Although quite late to answer, found the question interesting and up-voted because IMO it's surprising there's no built-in way to keep white space under the described conditions.
So assuming the same input as the question, with an added line to also keep the double quote escape character (an immediately following double quote):
1 , 2
" 1 ", " 2 "
" a ""quoted"" word ", " hello world "
Set HasFieldsEnclosedInQuotes
to false, and deal with any field that is enclosed in quotes using a simple Regex
:
var separator = new string('=', 40);
Console.WriteLine(separator);
// demo only - show the input lines read from a text file
var text = File.ReadAllText(inputPath);
var lines = text.Split(
new string[] { Environment.NewLine },
StringSplitOptions.None
);
using (var textReader = new StringReader(text))

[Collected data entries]

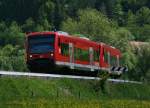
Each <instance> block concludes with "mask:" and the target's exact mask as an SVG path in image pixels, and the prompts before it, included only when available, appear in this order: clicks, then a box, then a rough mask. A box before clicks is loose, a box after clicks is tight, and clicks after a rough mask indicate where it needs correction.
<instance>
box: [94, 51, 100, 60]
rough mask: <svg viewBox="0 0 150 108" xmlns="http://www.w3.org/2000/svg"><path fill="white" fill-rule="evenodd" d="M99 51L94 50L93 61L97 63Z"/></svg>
mask: <svg viewBox="0 0 150 108" xmlns="http://www.w3.org/2000/svg"><path fill="white" fill-rule="evenodd" d="M99 56H100V54H99V50H94V61H99Z"/></svg>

## Instructions for the task
Rewrite the stretch from "Although quite late" through "the described conditions." in the passage on keeping white space in quoted fields, putting "whitespace" in place of "white space".

## Expected answer
Although quite late to answer, found the question interesting and up-voted because IMO it's surprising there's no built-in way to keep whitespace under the described conditions.